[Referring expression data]

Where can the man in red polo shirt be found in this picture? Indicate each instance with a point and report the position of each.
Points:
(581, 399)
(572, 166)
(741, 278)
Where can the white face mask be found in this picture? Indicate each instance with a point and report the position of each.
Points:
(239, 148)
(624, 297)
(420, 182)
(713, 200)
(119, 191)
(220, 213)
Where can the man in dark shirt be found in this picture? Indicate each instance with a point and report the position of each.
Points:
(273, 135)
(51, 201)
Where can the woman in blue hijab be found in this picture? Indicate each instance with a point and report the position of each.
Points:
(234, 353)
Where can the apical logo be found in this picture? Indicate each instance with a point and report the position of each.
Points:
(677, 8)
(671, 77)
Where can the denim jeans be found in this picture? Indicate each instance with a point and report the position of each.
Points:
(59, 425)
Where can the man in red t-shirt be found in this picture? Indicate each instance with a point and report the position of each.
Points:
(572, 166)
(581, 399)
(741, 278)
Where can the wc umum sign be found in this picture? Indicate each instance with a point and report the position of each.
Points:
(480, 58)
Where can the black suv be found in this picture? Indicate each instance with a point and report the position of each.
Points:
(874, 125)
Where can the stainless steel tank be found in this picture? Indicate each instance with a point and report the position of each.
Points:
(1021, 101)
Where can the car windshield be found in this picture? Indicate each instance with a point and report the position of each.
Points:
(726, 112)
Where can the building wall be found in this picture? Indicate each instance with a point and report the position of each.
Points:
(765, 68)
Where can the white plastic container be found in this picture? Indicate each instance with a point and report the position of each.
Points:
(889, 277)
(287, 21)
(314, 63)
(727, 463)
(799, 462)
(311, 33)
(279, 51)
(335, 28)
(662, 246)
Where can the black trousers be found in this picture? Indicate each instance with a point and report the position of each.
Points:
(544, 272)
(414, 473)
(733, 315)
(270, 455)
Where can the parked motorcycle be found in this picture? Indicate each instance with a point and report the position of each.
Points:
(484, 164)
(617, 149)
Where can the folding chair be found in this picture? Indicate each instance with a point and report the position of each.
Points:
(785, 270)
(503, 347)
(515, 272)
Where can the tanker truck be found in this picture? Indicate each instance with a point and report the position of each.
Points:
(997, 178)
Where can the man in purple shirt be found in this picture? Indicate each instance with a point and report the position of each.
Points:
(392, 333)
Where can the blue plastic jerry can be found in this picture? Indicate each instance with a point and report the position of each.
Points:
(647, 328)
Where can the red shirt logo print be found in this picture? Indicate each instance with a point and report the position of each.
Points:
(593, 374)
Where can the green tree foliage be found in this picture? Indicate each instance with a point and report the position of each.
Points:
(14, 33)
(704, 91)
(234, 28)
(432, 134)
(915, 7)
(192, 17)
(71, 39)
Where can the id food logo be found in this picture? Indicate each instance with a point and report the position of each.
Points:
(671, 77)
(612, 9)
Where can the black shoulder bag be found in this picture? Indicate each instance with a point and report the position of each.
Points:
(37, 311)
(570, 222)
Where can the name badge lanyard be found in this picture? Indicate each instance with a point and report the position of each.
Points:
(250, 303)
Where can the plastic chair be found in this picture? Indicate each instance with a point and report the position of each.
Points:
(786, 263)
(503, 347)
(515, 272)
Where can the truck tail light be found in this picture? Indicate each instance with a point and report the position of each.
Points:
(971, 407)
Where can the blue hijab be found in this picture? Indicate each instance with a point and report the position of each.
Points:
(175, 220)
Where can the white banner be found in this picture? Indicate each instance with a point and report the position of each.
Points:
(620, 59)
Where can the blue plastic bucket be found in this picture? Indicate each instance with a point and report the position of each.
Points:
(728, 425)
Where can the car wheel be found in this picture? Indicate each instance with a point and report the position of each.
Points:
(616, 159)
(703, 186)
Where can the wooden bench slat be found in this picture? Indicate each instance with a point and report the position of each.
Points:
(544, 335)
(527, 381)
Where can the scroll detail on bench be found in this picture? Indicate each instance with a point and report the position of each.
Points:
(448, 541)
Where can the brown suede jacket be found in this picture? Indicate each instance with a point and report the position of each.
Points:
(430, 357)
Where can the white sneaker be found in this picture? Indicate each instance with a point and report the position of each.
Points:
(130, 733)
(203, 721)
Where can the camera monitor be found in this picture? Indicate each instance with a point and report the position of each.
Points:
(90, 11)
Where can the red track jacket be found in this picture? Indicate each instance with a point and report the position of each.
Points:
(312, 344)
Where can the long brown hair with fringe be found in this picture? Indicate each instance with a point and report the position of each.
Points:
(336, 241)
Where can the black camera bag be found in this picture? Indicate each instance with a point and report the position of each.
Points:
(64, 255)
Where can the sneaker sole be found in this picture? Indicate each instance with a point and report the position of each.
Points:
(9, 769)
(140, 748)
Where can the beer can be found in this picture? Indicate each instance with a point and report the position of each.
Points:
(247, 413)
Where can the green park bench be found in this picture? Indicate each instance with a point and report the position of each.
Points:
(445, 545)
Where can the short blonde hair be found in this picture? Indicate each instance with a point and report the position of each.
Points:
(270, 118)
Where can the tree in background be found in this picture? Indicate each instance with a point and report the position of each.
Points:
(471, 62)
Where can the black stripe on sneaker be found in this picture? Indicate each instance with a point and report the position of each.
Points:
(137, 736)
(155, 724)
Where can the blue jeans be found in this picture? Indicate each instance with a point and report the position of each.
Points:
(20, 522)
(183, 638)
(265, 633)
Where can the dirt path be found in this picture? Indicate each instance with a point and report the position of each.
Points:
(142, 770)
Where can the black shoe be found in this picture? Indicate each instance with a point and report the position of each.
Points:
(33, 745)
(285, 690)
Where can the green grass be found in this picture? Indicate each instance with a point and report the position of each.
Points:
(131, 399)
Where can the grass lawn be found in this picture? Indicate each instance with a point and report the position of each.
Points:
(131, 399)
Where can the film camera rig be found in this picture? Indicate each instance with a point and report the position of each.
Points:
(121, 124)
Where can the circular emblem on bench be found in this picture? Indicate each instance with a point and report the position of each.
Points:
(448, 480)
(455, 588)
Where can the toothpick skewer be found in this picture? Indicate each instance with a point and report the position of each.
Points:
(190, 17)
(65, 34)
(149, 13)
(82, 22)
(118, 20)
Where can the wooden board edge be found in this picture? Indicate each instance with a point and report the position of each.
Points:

Exercise: Run a filter over the data above and keep each line that contains the word "bench".

Response area:
Where can the wooden bench slat be found in this picture? Indicate each instance with a point and report the position of each.
Where can the scroll detail on bench be found in this picture? Indicate each instance with a point and report the position of each.
Where can the green park bench be found in this picture? Indicate each instance with a point and report the position of each.
Where can the circular emblem on bench be found in this picture? Indicate each instance with a point and report the position of each.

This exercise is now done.